> _WHAT IS EXPECTED_
Please return each line of the records below that contains the word "water".

> _DATA FOR THIS EXERCISE_
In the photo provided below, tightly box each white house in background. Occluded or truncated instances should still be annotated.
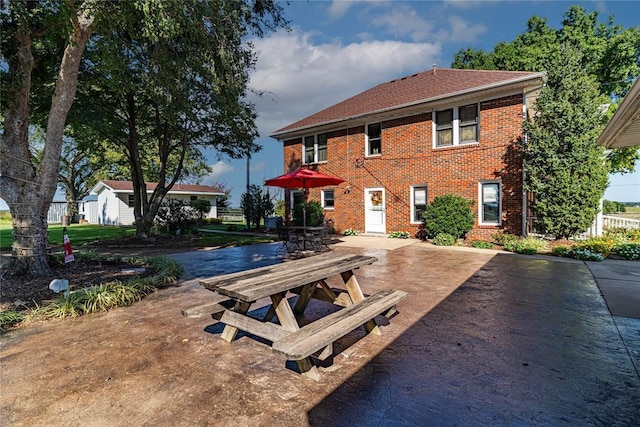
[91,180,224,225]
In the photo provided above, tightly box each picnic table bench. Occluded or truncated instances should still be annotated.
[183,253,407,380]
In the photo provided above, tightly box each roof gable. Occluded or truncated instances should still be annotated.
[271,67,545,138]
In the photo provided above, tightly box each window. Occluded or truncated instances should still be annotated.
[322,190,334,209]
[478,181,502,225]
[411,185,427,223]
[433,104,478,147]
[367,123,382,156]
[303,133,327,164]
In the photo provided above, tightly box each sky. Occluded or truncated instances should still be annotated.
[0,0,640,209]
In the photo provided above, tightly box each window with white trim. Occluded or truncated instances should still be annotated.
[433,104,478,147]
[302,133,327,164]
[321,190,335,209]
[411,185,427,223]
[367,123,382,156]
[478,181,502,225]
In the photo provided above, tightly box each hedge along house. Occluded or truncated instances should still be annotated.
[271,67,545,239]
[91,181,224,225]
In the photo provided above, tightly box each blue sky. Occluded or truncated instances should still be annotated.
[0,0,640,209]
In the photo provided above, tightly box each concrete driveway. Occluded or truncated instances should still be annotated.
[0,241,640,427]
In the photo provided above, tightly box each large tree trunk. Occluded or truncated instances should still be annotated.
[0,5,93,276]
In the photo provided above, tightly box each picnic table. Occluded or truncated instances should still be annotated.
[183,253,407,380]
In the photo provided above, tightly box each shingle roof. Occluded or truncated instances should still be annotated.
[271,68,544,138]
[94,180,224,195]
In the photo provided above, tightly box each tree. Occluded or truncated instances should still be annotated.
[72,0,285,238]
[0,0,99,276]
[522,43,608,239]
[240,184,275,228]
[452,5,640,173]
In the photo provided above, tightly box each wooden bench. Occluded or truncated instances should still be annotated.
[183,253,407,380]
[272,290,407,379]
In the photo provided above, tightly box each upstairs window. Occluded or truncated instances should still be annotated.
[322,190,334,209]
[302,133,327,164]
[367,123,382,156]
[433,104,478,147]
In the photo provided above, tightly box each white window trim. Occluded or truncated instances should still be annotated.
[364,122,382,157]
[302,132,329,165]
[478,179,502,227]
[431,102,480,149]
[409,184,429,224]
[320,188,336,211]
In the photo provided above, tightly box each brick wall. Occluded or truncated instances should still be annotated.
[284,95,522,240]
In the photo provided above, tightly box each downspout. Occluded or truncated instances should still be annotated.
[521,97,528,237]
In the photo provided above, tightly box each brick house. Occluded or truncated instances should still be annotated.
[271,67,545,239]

---

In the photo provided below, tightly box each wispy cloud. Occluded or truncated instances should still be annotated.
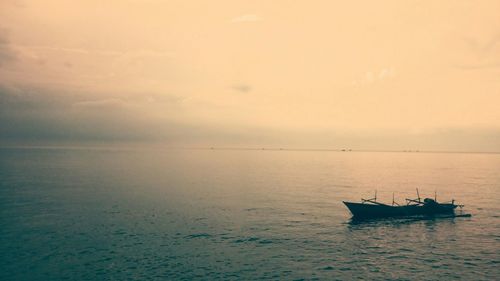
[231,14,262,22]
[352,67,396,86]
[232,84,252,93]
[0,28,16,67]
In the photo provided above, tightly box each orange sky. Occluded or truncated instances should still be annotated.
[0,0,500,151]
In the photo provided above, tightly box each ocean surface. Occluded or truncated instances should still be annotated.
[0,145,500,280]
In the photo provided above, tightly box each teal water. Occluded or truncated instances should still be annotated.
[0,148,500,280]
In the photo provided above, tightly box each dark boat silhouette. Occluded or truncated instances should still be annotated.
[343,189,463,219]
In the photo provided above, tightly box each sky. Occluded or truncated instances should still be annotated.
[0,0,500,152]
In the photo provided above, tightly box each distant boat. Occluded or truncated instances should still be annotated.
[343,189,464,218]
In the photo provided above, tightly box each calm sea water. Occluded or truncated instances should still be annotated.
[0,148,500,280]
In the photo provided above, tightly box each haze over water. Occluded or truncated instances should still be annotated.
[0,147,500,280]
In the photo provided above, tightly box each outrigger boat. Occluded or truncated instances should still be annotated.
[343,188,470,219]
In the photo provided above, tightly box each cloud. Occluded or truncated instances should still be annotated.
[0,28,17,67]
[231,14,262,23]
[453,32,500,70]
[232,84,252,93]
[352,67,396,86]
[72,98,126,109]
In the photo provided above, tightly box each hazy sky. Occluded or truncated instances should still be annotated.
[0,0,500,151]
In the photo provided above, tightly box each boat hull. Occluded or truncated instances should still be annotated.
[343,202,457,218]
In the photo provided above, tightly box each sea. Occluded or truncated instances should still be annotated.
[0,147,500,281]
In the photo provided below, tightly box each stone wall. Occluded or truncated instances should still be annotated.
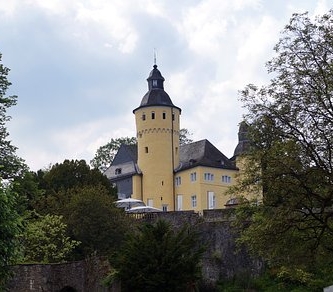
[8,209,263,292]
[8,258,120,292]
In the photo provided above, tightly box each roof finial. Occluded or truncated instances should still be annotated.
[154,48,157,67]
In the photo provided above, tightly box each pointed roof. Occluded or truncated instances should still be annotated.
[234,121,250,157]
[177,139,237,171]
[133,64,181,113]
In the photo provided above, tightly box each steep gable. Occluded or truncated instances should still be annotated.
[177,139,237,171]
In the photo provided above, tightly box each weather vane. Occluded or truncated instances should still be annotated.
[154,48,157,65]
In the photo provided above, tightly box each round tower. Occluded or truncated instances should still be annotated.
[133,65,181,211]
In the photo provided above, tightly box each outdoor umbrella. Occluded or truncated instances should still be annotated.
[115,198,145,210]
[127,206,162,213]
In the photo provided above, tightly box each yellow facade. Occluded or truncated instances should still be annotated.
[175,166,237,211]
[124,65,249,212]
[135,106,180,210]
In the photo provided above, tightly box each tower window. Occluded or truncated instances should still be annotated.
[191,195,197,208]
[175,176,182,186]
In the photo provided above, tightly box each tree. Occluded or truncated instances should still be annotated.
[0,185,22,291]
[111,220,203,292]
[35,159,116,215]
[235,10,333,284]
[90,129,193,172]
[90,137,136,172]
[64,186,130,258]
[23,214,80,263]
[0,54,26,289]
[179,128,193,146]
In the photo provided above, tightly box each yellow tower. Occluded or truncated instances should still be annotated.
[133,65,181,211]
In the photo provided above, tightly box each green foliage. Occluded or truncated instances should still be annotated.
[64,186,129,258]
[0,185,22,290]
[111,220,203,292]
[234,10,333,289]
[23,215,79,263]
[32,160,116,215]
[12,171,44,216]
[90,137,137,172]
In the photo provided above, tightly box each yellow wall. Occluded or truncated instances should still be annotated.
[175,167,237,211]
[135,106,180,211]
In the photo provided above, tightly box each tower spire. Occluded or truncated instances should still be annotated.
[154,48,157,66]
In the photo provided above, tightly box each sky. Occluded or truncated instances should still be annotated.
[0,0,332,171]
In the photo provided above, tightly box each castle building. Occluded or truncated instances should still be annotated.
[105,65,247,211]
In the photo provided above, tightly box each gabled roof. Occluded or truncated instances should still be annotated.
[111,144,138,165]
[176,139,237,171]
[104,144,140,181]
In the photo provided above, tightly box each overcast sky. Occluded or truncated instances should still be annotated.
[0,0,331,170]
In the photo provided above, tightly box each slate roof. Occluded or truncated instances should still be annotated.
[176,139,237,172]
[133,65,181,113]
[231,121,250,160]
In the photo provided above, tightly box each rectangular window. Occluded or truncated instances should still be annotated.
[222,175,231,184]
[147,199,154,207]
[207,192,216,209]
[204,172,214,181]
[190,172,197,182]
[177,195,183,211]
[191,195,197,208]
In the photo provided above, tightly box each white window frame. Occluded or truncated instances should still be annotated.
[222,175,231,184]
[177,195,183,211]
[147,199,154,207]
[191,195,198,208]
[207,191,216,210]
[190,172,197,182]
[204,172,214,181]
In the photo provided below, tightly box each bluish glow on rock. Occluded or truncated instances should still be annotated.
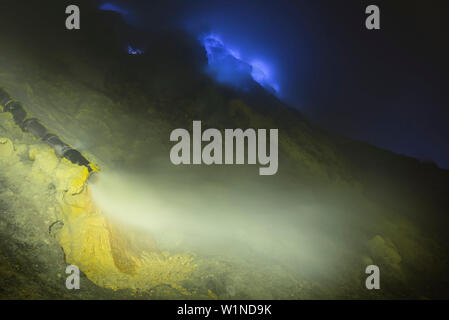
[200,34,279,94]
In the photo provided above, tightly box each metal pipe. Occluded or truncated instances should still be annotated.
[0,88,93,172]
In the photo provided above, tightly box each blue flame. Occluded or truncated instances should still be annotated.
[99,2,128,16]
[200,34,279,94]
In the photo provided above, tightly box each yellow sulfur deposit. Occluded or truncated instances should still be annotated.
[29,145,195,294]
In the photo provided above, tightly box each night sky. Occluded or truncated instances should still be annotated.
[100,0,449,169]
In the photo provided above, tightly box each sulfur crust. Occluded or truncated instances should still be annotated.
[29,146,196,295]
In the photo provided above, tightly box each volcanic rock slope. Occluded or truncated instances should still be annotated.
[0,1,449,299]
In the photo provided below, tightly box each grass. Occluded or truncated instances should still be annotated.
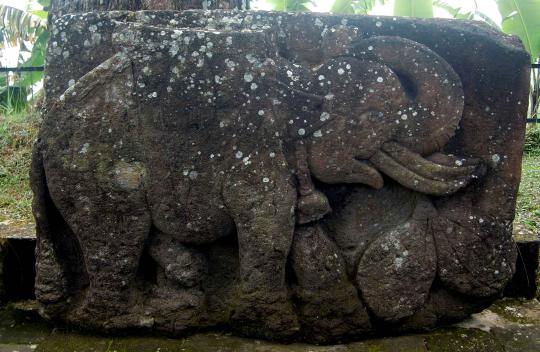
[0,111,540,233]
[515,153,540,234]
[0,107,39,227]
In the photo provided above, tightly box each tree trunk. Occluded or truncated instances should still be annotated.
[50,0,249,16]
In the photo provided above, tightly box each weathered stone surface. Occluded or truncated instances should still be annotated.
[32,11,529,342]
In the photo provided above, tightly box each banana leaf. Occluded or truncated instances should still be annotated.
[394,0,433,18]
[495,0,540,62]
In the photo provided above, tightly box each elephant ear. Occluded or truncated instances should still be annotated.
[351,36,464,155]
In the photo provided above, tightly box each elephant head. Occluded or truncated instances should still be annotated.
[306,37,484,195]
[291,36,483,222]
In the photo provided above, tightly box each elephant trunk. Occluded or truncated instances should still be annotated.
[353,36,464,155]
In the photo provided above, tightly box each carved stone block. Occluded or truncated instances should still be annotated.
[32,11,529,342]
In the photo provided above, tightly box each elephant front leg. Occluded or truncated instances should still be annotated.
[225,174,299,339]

> _EXERCISE ANSWER_
In the photo provided above, tightly box each teal water. Occluded or truncated instances should still be annotated.
In the photo provided above, tightly box each calm sea water. Occluded or truncated instances should still be annotated.
In the photo provided above, tightly box each haze over water. Occluded or truncated instances should still be annotated.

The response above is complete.